# Questions on the material
1 > Condense the paragraph of the article on Bob Simon that begins "Simon, 73, was a reporter" into a bulleted list, keeping its main facts.
2 > Go on with the article on Bob Simon, picking up after its final sentence.

In the hours before Bob Simon died in a car accident on Wednesday night, the CBS News correspondent was at the offices of "60 Minutes" finishing a story about a possible cure for Ebola.
The story was scheduled to air this Sunday, and CBS is still moving ahead with it. On Thursday the network confirmed that it will be a part of Sunday's broadcast.
There is perhaps no better tribute to Simon than to air the story he was working on when he died.
Simon had other stories in the works, but those were in earlier stages of production and likely will not be shown.
Simon, 73, was a reporter at CBS for almost 50 years. He became a contributor to "60 Minutes" in 1996 and was a correspondent for its spin-off "60 Minutes II" in 1999. When that program ended in 2005, Simon became a correspondent for the flagship Sunday newsmagazine.
Over the years he filed more than 200 stories for "60" and earned dozens of broadcast journalism awards. His most recent story, "When 'Selma' Meets Hollywood," was broadcast last Sunday.

(Phrase grounding data)
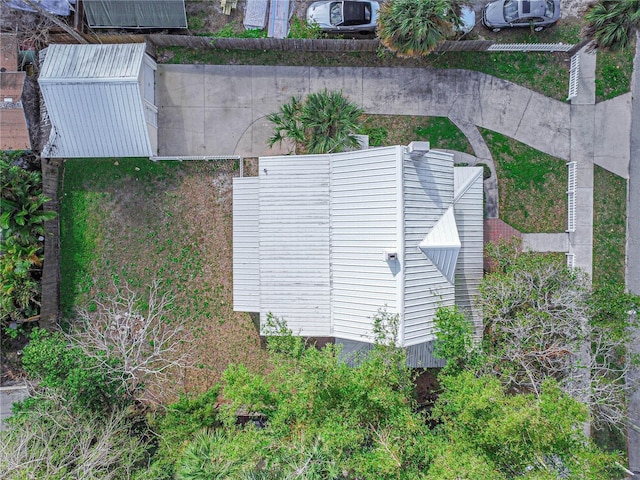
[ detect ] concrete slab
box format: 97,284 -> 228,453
202,65 -> 253,108
593,93 -> 632,178
571,44 -> 596,105
156,64 -> 205,107
202,107 -> 255,155
513,92 -> 571,160
309,67 -> 363,105
362,68 -> 430,115
476,76 -> 533,137
0,385 -> 29,431
522,233 -> 569,252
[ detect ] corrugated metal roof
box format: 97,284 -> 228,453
38,43 -> 146,84
234,147 -> 482,348
0,66 -> 31,150
82,0 -> 187,28
258,155 -> 331,336
419,205 -> 460,283
38,44 -> 153,158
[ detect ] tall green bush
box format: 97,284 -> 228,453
0,154 -> 55,323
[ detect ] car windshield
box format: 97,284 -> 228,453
329,2 -> 342,25
544,0 -> 556,18
504,0 -> 518,23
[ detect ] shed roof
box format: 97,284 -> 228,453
0,33 -> 18,72
38,43 -> 146,84
38,44 -> 153,158
83,0 -> 187,28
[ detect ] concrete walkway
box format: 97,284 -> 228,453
156,59 -> 631,274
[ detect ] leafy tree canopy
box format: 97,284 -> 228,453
585,0 -> 640,48
378,0 -> 466,57
164,316 -> 616,480
267,90 -> 363,153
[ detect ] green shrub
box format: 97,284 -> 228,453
22,328 -> 125,412
288,16 -> 322,38
138,386 -> 220,480
0,153 -> 55,322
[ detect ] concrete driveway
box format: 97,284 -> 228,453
157,65 -> 571,160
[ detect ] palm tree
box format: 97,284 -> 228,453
378,0 -> 465,57
267,90 -> 364,153
585,0 -> 640,48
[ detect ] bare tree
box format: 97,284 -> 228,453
479,246 -> 635,428
0,389 -> 146,480
68,280 -> 191,400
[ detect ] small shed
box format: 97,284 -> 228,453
0,33 -> 31,150
38,43 -> 158,158
233,142 -> 483,367
82,0 -> 187,28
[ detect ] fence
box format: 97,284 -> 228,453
567,162 -> 577,232
566,253 -> 576,270
51,33 -> 574,53
487,43 -> 574,52
567,53 -> 580,100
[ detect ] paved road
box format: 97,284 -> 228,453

# Per-task outputs
1 >
- Simon, 73, reported for CBS for almost 50 years.
- He became a contributor to "60 Minutes" in 1996.
- He was a correspondent for the spin-off "60 Minutes II" in 1999.
- When that program ended in 2005, he became a correspondent for the flagship Sunday newsmagazine.

2 >
In a statement on Wednesday night, CBS ( said his forthcoming report about the Ebola virus was specifically about "the quest for a cure for it." )
"He was working with his daughter, Tanya, a '60 Minutes' producer with whom he collaborated on several stories for the program," CBS said.
Simon was best known for his foreign correspondence. For this particular story, he did not travel to the source of the current Ebola outbreak in west Africa, but he traveled domestically.
The story is nearly complete. "60 Minutes" spokesman Kevin Tedesco said Simon had already recorded the audio narration track that weaves the story together.
Another correspondent will read the on-camera introduction to the story on Sunday.
Simon's CBS colleagues were heartbroken by his sudden death on Wednesday night. There was a special report about the sad news in prime time, led by Scott Pelley.
"One of the great writers of a generation has passed. Bob Simon was a journalist of extraordinary courage," Pelley said in an email message to CNNMoney.
An obituary led the network's "CBS This Morning" program on Thursday. "What you see there is what a reporters' life can be," co-anchor Charlie Rose said. "How you can use the tools of your own intelligence and your heart and your pen and your camera to take us to the front lines of conflict and to remind us of what the human spirit can be."
Pelley mentioned the forthcoming Ebola story on Thursday's "CBS Evening News."
"What a finish: a story on '60 Minutes' with your own daughter," he said. "Not even Bob Simon could have written a better ending."